(TASK SET)
a. List every company and government department named in the passage on Vested Outsourcing.
b. According to the passage on Vested Outsourcing, how far under budget did the Rocky Flats Cleanup Project come in?
c. Retype the section of the passage on Vested Outsourcing that opens with the words containing "A good vested" and closes with "achieve desired outcomes.".

[START TEXT EXTRACT]

The 787 saga proves that even the big guys can profit from the lessons and rules of Vested Outsourcing in dealing and contracting with suppliers. It’s a good thing that giants like UPS and the Department of Energy are getting on board with Vested Outsourcing’s performance-based principles.

Boeing perhaps should pay attention to UPS’ Brad Mitchell, who recently advised Vested Outsourcing as a Top 5 Trend to watch: “The key is collaboration. It’s crucial that companies and their vendors, suppliers, and service providers work closely to establish appropriate goals based on business objectives and then create realistic and measurable supply chain outcomes that will advance mutual goals.”

Even mega-giants like the Department of Energy are singing the praises of performance-based thinking. I was pleased to get my new issue of Contract Management magazine and find the cover story sharing some of the recent successes the government has had in adopting performance-based approaches to recent contracts.

I especially like the one about how DOE wanted to “do things differently” in the way they contracted for the Rocky Flats Cleanup Project by providing incentives for the contractor to perform consistently within DOE’s goals. The department outlined the WHAT and turned to a supplier team of Kaiser Engineers and CH2M Hill that brought innovative approaches to clean up the DOE’s mess – which came in ahead of schedule and $530m under budget!

A good vested relationship with a collaborative governance structure works to anticipate the kinds of problems that Tinseth referred to, and provide better incentives and strategies to drive performance to achieve desired outcomes.

[END TEXT EXTRACT]
[START DATA EXCERPTS]

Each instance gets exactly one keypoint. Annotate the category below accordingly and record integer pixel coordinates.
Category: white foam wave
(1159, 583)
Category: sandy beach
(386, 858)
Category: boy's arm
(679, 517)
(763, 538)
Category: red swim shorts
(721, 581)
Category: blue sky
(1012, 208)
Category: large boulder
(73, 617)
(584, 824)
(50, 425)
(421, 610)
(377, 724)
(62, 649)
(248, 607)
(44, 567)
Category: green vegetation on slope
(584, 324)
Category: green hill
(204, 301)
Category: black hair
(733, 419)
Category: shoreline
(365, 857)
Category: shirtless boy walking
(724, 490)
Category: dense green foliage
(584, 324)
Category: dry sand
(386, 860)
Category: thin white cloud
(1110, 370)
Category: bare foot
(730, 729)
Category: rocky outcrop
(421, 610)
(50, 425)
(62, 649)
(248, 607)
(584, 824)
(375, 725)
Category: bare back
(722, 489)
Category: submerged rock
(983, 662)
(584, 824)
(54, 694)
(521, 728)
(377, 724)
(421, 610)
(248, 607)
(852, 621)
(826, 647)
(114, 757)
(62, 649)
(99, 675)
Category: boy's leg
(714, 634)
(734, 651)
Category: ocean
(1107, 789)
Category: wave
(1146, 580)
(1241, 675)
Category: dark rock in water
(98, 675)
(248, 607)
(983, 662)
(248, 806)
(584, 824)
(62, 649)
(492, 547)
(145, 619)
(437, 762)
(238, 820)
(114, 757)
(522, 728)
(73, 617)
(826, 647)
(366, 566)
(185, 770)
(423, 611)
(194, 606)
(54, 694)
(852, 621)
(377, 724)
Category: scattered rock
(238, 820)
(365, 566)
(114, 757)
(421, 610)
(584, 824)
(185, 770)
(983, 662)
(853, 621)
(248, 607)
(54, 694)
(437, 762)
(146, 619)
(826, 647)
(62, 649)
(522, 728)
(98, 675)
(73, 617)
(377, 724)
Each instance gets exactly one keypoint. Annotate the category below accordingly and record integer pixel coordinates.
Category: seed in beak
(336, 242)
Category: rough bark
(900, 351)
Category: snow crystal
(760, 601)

[END DATA EXCERPTS]

(ANSWER SET)
a. Boeing, UPS, the Department of Energy (DOE), Kaiser Engineers, CH2M Hill

b. It came in $530m under budget.

c.
A good vested relationship with a collaborative governance structure works to anticipate the kinds of problems that Tinseth referred to, and provide better incentives and strategies to drive performance to achieve desired outcomes.